● **EXERCISE DETAILS**
The listing below should be written out exactly; please include all of it.

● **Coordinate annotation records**
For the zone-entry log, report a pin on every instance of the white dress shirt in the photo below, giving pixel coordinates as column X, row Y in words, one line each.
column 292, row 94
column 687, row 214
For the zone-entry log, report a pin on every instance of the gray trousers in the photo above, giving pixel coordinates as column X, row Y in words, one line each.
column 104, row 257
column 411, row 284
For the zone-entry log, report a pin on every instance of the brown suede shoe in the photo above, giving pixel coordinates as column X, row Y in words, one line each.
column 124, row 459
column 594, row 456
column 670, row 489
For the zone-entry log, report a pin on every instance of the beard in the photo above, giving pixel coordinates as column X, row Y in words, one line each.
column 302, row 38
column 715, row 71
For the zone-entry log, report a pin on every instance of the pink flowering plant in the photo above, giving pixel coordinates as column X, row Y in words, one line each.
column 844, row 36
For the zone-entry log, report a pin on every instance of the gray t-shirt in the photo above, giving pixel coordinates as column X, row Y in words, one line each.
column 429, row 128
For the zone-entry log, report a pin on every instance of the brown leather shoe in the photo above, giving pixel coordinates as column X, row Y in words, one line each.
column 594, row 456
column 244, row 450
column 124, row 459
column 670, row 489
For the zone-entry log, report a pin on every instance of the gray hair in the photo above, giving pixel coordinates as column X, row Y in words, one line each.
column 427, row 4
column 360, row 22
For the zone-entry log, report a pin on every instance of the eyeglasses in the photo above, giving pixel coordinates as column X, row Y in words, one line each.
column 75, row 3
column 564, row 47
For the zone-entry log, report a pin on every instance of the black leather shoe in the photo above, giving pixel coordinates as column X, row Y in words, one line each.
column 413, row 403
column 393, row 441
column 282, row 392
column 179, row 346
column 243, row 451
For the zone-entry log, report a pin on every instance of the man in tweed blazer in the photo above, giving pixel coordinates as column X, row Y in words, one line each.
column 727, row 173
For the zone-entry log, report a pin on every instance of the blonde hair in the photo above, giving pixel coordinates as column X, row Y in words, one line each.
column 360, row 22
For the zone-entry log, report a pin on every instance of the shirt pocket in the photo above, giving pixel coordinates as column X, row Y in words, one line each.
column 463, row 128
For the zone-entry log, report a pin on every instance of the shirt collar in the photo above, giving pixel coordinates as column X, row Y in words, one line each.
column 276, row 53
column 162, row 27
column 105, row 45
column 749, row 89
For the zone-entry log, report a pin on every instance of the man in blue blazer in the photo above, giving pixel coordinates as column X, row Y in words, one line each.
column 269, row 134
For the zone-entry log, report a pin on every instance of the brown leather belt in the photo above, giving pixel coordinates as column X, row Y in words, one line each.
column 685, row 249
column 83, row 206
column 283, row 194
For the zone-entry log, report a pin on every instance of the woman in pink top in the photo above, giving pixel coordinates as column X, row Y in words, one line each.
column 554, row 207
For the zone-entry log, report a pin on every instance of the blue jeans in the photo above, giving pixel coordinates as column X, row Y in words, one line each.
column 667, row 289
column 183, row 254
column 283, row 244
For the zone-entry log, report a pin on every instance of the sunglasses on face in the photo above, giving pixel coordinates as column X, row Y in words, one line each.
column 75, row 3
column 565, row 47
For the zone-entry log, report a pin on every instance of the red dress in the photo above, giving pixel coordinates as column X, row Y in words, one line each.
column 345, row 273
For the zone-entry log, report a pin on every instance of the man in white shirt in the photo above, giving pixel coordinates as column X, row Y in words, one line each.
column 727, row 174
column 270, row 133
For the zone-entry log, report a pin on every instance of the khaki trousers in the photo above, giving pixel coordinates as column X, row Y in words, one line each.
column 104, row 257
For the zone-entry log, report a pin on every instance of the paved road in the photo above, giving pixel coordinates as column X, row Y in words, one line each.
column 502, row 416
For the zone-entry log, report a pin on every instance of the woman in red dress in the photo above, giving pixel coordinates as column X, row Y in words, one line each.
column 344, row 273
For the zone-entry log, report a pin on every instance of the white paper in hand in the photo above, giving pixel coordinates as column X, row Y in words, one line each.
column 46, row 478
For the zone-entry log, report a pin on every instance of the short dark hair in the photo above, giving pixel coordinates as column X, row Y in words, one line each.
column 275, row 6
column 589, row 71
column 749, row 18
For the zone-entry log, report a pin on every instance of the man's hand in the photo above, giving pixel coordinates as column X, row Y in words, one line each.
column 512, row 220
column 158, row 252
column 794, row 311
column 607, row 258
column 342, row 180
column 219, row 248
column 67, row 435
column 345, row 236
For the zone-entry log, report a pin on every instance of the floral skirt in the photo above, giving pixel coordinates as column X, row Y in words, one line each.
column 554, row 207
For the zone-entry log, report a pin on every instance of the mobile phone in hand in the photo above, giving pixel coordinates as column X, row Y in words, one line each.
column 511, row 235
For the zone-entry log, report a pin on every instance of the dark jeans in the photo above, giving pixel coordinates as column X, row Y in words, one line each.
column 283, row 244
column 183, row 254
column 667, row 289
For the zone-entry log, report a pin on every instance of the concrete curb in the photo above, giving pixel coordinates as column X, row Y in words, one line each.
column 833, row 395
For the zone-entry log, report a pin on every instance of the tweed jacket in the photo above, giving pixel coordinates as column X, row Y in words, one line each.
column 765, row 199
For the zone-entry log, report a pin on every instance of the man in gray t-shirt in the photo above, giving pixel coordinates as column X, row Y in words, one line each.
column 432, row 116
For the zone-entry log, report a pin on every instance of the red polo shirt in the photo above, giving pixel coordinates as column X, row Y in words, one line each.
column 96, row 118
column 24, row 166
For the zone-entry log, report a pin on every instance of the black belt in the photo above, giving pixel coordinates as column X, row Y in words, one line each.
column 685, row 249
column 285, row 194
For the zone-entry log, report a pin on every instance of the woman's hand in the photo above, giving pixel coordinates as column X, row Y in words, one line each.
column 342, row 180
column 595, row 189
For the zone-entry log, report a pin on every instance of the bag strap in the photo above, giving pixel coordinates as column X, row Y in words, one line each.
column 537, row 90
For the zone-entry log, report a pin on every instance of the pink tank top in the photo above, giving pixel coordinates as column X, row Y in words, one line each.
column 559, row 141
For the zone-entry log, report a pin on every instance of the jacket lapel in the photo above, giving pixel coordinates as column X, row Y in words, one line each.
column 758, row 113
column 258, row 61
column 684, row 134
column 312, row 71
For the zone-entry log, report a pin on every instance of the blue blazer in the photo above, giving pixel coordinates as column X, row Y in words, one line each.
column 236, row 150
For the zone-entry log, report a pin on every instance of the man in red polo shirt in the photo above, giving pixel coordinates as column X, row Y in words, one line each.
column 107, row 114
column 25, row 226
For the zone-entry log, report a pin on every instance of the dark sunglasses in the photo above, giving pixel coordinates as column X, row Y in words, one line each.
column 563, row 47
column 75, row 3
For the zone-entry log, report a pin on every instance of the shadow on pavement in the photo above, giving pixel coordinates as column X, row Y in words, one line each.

● **TASK RESPONSE**
For the zone-entry log, report a pin on every instance of the white dress shirt in the photo below, giving pixel coordinates as column X, row Y in words, one line each.
column 292, row 94
column 687, row 214
For the zone-entry log, report a pin on every instance of the gray trousers in the photo above, giving pixel coordinates as column X, row Y in words, one line each.
column 104, row 257
column 411, row 284
For the zone-entry log, report a pin on every instance of the brown suede shoe in the photo above, giving pixel coordinates as column X, row Y in words, one line each.
column 124, row 459
column 594, row 456
column 670, row 489
For the zone-entry log, report a pin on every instance of the beard in the photo above, giving pixel coordinates as column X, row Y in words, one line each.
column 302, row 38
column 715, row 71
For the zone-entry log, report a pin on every instance of the pink flowering plant in the photo above, giving pixel coordinates as column X, row Y in words, one line each.
column 844, row 36
For the zone-entry log, report a pin on every instance of the gray t-shirt in the photo above, giving pixel coordinates as column X, row Y in words, one line each.
column 429, row 128
For the zone-entry log, report a pin on every instance of the brown leather shoe in the photo above, giving pixel coordinates as column X, row Y in words, one line each.
column 594, row 456
column 244, row 450
column 124, row 459
column 670, row 489
For the zone-entry log, report a pin on every instance of the gray hair in the photo above, giving pixel coordinates as column X, row Y in words, one line each.
column 427, row 4
column 360, row 22
For the zone-entry log, report a pin on every instance of the eyeglasses in the photo above, giving pixel coordinates as column X, row Y in words, one line each.
column 75, row 3
column 564, row 47
For the zone-entry log, report a pin on every instance of the black leather shoe in the photo above, giving pixel coordinates as column X, row Y in words, one line each.
column 413, row 403
column 393, row 441
column 282, row 392
column 179, row 346
column 243, row 451
For the zone-entry log, report a pin on every instance of the man in tweed blazer in the photo above, giving pixel coordinates as column X, row Y in words, one line each.
column 727, row 173
For the zone-entry log, report a pin on every instance of the blonde hair in the photo above, giving pixel coordinates as column X, row Y in words, one line each.
column 360, row 22
For the zone-entry log, report a pin on every instance of the shirt pocket in the photo above, giving pixel coordinates as column X, row Y in words, one line each.
column 463, row 128
For the zone-entry log, report a pin on every instance of the shirt collar in the photo above, giving pixel coordinates as column X, row Y in words, one line each.
column 276, row 53
column 162, row 27
column 105, row 45
column 749, row 89
For the zone-entry log, report a pin on every instance of the man in blue blazer in the photo above, giving pixel coordinates as column X, row Y in words, one line each.
column 269, row 134
For the zone-entry log, report a pin on every instance of the brown leather belt in the photo above, giving pixel coordinates as column X, row Y in words, one line each.
column 685, row 249
column 83, row 206
column 283, row 194
For the zone-entry log, report a pin on every instance of the woman in pink top in the photo above, giving pixel coordinates as column X, row Y in words, one line each.
column 554, row 207
For the zone-entry log, report a pin on every instance of the blue jeans in the photo above, giving pixel coordinates as column X, row Y in words, one line each.
column 667, row 289
column 183, row 254
column 283, row 244
For the zone-entry log, report a pin on every instance of the sunglasses on face in the photo above, giving pixel coordinates as column X, row Y in words, one line each.
column 75, row 3
column 565, row 47
For the zone-entry log, report a pin on every instance of the red dress in the photo above, giving pixel coordinates as column X, row Y in words, one line each.
column 345, row 273
For the zone-entry log, report a pin on every instance of the man in white shirt in the photo above, giving pixel coordinates as column X, row Y in words, one line each.
column 727, row 174
column 270, row 133
For the zone-entry log, report a pin on every instance of the khaki trousers in the photo above, giving pixel coordinates as column X, row Y in words, one line each.
column 104, row 257
For the zone-entry log, report a pin on every instance of the paved road in the photo above, giving pixel coordinates as column X, row Y in words, one line each.
column 502, row 416
For the zone-entry log, report a pin on every instance of the woman in red dress in the photo above, giving pixel coordinates as column X, row Y in words, one line each.
column 344, row 273
For the zone-entry log, report a pin on every instance of the white paper in hand in the photo above, giving pixel coordinates as column X, row Y in words, one line each.
column 46, row 478
For the zone-entry log, report a pin on every instance of the short dark hair in the photo above, giving pixel coordinates as column X, row Y in words, one line each.
column 275, row 6
column 589, row 71
column 749, row 18
For the zone-entry log, report a pin on every instance of the man's hand in the photo above, giving pixel coordinates as column X, row Y in words, one line each.
column 512, row 220
column 158, row 252
column 794, row 311
column 607, row 258
column 342, row 180
column 219, row 248
column 67, row 435
column 345, row 236
For the zone-entry log, report a pin on every instance of the floral skirt in the photo above, giving pixel coordinates as column X, row Y in words, one line each.
column 554, row 207
For the zone-entry log, report a pin on every instance of the mobile phone in hand in the photo above, giving pixel coordinates as column X, row Y in words, one line each.
column 511, row 235
For the zone-entry log, report a pin on every instance of the dark jeans in the photo above, giving pixel coordinates as column X, row Y in words, one line each.
column 283, row 244
column 183, row 254
column 667, row 289
For the zone-entry log, report a pin on every instance of the concrete curb in the photo above, giving pixel coordinates as column X, row Y in words, one line each.
column 833, row 395
For the zone-entry log, report a pin on every instance of the tweed jacket in the photo above, giving pixel coordinates as column X, row Y in words, one line each.
column 765, row 199
For the zone-entry log, report a pin on every instance of the man in gray t-shirt in the photo above, giving pixel coordinates as column X, row Y in words, one line each.
column 432, row 116
For the zone-entry log, report a pin on every instance of the red polo shirt in the photo above, giving pixel coordinates as column X, row Y in words, one line each.
column 96, row 118
column 24, row 166
For the zone-entry log, report a pin on every instance of the black belt in the photo above, giving pixel coordinates as column X, row Y in words, one line each.
column 685, row 249
column 285, row 194
For the zone-entry log, report a pin on every instance of the woman's hand in the photo above, giving pixel coordinates as column X, row Y in words, one line each.
column 342, row 180
column 595, row 189
For the zone-entry log, report a pin on every instance of the bag strap in the photo above, giving pixel coordinates as column X, row Y in words, one line each.
column 537, row 90
For the zone-entry log, report a pin on every instance of the pink tank top in the photo above, giving pixel coordinates as column X, row Y in words, one line each.
column 559, row 141
For the zone-entry log, report a pin on every instance of the jacket lapel in the photo above, giving pixel coordinates as column X, row Y in words, one line each.
column 758, row 113
column 258, row 61
column 684, row 134
column 312, row 71
For the zone-entry log, report a pin on every instance of the blue blazer in the photo above, giving pixel coordinates as column X, row Y in words, one line each.
column 236, row 150
For the zone-entry log, report a pin on every instance of the man in red polo shirt in the photo above, giving pixel coordinates as column X, row Y in words, one line each.
column 107, row 114
column 25, row 226
For the zone-entry log, report a pin on every instance of the dark sunglasses in the photo above, giving pixel coordinates as column X, row Y in words, one line each.
column 563, row 47
column 75, row 3
For the zone-entry log, report a pin on every instance of the shadow on pavement in the photo above, giving pixel coordinates as column X, row Y in words, one line each.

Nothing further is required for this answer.